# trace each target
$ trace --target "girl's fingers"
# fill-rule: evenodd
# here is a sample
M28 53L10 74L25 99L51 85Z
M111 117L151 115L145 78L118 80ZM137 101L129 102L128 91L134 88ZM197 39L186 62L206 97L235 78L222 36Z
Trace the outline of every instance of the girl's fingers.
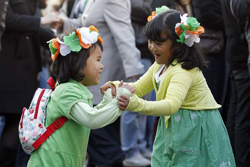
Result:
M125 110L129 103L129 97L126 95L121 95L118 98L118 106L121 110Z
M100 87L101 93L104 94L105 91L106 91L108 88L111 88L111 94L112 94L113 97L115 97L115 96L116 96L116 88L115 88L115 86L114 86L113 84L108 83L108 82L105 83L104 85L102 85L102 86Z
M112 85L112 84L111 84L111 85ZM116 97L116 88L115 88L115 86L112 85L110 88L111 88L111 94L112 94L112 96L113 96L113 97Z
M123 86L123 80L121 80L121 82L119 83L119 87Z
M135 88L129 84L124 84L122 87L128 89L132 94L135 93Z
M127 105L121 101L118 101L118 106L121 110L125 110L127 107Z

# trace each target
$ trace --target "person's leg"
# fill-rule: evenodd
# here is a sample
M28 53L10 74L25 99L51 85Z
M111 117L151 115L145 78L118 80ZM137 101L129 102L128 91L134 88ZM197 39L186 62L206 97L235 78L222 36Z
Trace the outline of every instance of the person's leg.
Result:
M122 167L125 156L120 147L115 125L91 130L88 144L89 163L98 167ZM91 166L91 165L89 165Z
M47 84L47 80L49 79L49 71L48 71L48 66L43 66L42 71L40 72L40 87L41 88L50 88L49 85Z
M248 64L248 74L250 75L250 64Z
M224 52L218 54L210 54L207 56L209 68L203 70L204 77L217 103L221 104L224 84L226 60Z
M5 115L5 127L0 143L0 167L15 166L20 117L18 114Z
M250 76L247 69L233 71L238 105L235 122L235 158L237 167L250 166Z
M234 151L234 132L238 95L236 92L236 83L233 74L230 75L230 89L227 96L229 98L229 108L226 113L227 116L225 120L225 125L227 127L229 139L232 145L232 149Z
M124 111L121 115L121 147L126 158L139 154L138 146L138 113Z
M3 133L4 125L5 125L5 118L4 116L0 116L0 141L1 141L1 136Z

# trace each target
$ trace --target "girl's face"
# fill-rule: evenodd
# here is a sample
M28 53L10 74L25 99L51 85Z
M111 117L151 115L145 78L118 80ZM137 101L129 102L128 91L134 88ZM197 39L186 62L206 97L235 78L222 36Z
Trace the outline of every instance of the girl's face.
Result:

* WORK ORDER: The response consists of the data above printed line for line, with no pictures.

* RESULT:
# trace each target
$ trace --target "girl's fingers"
# fill-rule: evenodd
# here is a sample
M28 53L10 74L25 99L51 85Z
M111 117L151 115L145 78L118 80ZM137 101L129 102L128 91L134 88ZM197 39L186 62L206 97L235 78L222 36Z
Trace the outline of every instance of the girl's fingers.
Result:
M125 110L129 103L129 97L126 95L121 95L118 98L118 106L121 110Z
M100 87L101 93L104 94L105 91L106 91L108 88L111 88L111 94L112 94L113 97L115 97L115 96L116 96L116 88L115 88L115 86L114 86L113 84L108 83L108 82L105 83L104 85L102 85L102 86Z
M112 85L112 84L111 84L111 85ZM116 97L116 88L115 88L115 86L112 85L110 88L111 88L111 94L112 94L112 96L113 96L113 97Z
M123 86L123 80L121 80L121 82L119 83L119 87Z
M135 88L129 84L124 84L122 87L128 89L132 94L135 93Z
M127 105L121 101L118 101L118 106L121 110L125 110L127 107Z

# trace each target
$ trace --target "person's leg"
# fill-rule: evenodd
# here is a sample
M28 53L10 74L25 99L51 85Z
M111 117L151 115L145 78L118 80ZM137 101L129 102L128 91L134 88ZM197 39L186 62L206 97L235 78L222 36Z
Trace the outline of every instance of the person's leg.
Result:
M122 167L125 156L120 147L115 125L91 130L88 144L89 163L98 167ZM91 166L91 165L89 165Z
M47 84L47 80L49 79L49 71L48 71L48 66L43 66L42 71L40 72L40 87L41 88L50 88L49 85Z
M248 64L248 74L250 75L250 64Z
M224 52L218 54L210 54L207 56L209 68L203 70L204 77L217 103L221 104L224 84L226 60Z
M5 115L5 127L0 143L0 167L15 166L20 117L18 114Z
M250 76L247 69L233 71L238 105L235 122L235 158L237 167L250 166Z
M234 151L234 132L238 95L236 92L236 83L233 74L230 75L230 89L227 96L229 98L229 108L226 113L227 116L225 120L225 125L227 127L229 139L232 145L232 149Z
M124 111L121 115L121 147L126 158L139 154L138 146L138 113Z
M3 133L4 125L5 125L5 118L4 116L0 116L0 141L1 141L1 136Z

# trace each target
$ trace --target "girl's face"
# fill-rule: evenodd
# here is a sample
M28 53L10 74L25 99L51 85Z
M111 117L151 115L145 78L118 80ZM137 101L129 102L128 91L134 88ZM197 39L186 62L206 97L235 78L222 36Z
Trace the outline of every instance of the girl's face.
Result:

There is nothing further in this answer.